**Enunciado**
Na crítica a Consumidos pelo fogo, transcreva o trecho que começa em "Consumidos pelo fogo adquire" e termina em "atrapalhando-se nos factos.", renomeando "Ismael" para "Samuel".

**Excerto do texto**
Não tendo a grandeza de livros anteriores, Consumidos pelo fogo acaba por primar pela subtileza. Os detalhes encadeiam-se em mal-entendidos, os mal-entendidos são assumidos como verdade que estrutura as páginas seguintes, e depois haverá outro. O romance cria-se em contornos metafísicos e o diálogo interior das personagens também se mistura com os diálogos entre as personagens, e aí é ficção pura sem querer fingir que é realidade. Em simultâneo, entra-se e não se sai do terreno da metáfora, que vai desde a arquitectura da narrativa ao detalhe dos nomes das personagens, que são também metaliteratura.

Consumidos pelo fogo adquire os contornos de uma peça de entretenimento, pegando nas falhas de memória de Ismael e metendo-as em cena com buscas policiais. As peças vão-se montando, compondo um romance de forma desconcertante, ainda que todo o tempo, mesmo nas partes em que Ismael é adulto, pareça querer recuperar o tom inicial, em que Ismael era criança e respondia como tal. É que, à medida que a narrativa avança, continua a ideia de que a história é contada sem que o protagonista saiba bem como a viveu, atrapalhando-se nos factos.

Itens guardados do conjunto de dados:
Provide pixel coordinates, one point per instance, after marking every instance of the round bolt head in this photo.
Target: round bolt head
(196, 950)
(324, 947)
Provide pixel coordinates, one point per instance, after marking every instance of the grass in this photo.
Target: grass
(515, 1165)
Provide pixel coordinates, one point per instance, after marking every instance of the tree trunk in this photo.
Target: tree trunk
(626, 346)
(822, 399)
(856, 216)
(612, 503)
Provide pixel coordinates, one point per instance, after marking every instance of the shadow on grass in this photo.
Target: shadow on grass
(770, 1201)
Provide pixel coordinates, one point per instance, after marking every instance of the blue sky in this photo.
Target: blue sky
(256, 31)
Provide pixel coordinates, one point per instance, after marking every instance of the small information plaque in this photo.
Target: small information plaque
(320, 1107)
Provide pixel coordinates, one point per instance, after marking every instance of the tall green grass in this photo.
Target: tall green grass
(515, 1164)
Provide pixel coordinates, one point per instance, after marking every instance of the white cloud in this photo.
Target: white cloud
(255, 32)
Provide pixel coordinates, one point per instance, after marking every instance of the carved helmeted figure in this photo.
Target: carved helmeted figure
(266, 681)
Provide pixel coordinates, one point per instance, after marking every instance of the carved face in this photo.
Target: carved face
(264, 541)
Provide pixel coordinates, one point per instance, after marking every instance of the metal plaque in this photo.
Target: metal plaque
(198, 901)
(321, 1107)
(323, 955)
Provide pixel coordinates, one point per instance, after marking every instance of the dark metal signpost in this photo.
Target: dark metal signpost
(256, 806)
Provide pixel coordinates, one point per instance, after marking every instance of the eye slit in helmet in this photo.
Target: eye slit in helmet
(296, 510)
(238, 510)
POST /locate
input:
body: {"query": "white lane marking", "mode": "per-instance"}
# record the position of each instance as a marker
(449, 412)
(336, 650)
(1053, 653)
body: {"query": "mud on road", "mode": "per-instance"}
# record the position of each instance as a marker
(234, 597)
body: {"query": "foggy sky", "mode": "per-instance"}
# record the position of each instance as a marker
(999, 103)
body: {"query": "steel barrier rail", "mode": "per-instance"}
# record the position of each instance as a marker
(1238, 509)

**Resposta**
Consumidos pelo fogo adquire os contornos de uma peça de entretenimento, pegando nas falhas de memória de Samuel e metendo-as em cena com buscas policiais. As peças vão-se montando, compondo um romance de forma desconcertante, ainda que todo o tempo, mesmo nas partes em que Samuel é adulto, pareça querer recuperar o tom inicial, em que Samuel era criança e respondia como tal. É que, à medida que a narrativa avança, continua a ideia de que a história é contada sem que o protagonista saiba bem como a viveu, atrapalhando-se nos factos.